## Reto:
Reproduce completo y sin ningún cambio el texto sobre el lenguaje científico frente al lenguaje poético.

Cuentas y cuentos (Lenguaje científico frente a lenguaje poético)

    Eduardo Galeano (1940-2015) dijo en una entrevista a raíz de la publicación de su libro 'Los hijos de los días' (2012): Los científicos dicen que estamos hechos de átomos, pero a mí un pajarito me contó que estamos hechos de historias. 
 

     Contraponía el escritor uruguayo así el lenguaje científico pretendidamente objetivo con el lenguaje literario o poético declaradamente subjetivo, lo que dicen los hombres de ciencia y sabios de la tribu, y lo que dice un pajarito. ¿Quién dice más verdad? Ambos lenguajes versan, cada uno a su modo, sobre la realidad, y ambos son pretensiones de decir una verdad que en la realidad desde que el mundo es mundo brilla por su ausencia y se diluye.

## Material de partida:
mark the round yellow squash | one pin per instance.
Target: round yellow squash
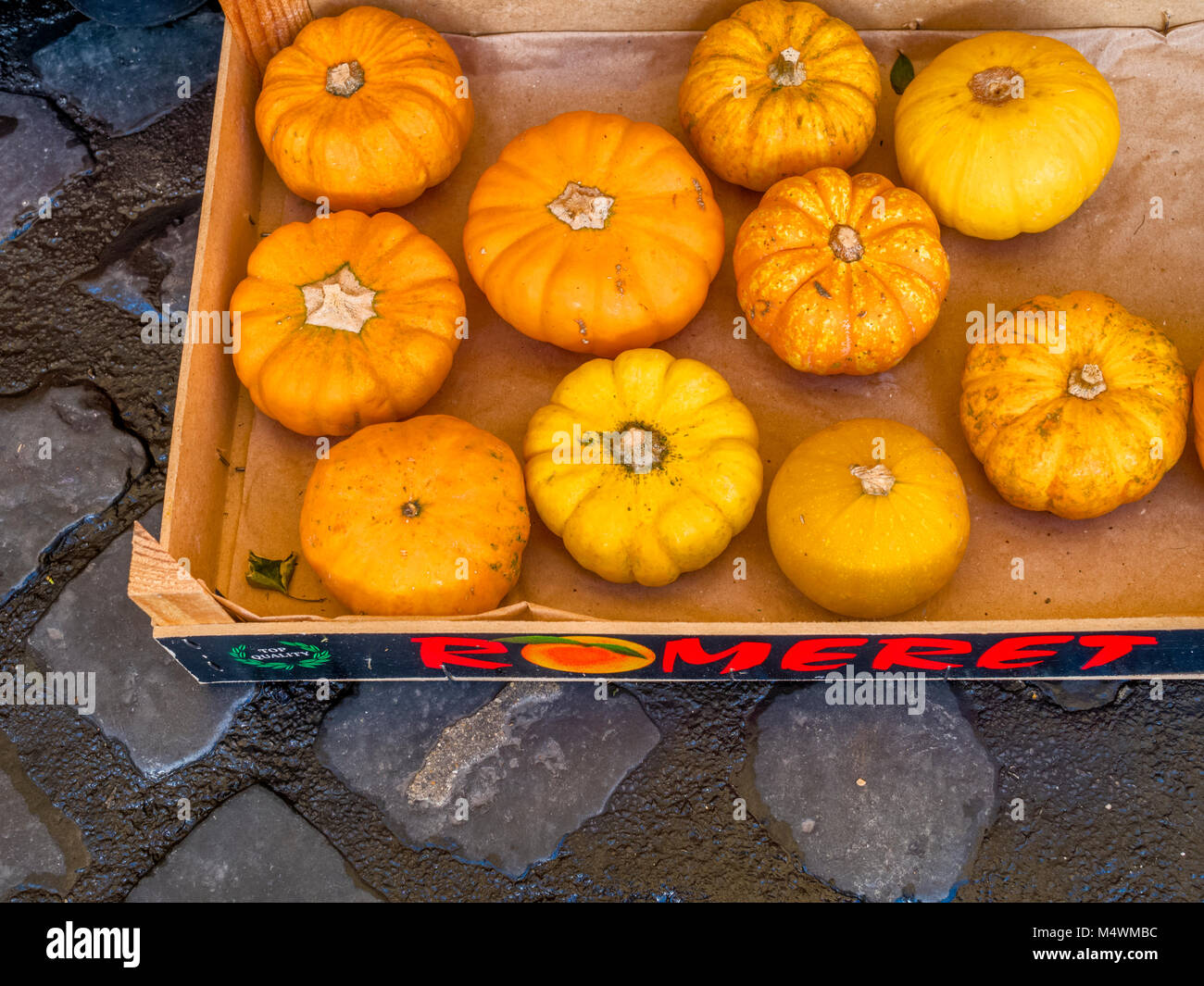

## Solución:
Cuentas y cuentos (Lenguaje científico frente a lenguaje poético)

    Eduardo Galeano (1940-2015) dijo en una entrevista a raíz de la publicación de su libro 'Los hijos de los días' (2012): Los científicos dicen que estamos hechos de átomos, pero a mí un pajarito me contó que estamos hechos de historias. 
 

     Contraponía el escritor uruguayo así el lenguaje científico pretendidamente objetivo con el lenguaje literario o poético declaradamente subjetivo, lo que dicen los hombres de ciencia y sabios de la tribu, y lo que dice un pajarito. ¿Quién dice más verdad? Ambos lenguajes versan, cada uno a su modo, sobre la realidad, y ambos son pretensiones de decir una verdad que en la realidad desde que el mundo es mundo brilla por su ausencia y se diluye.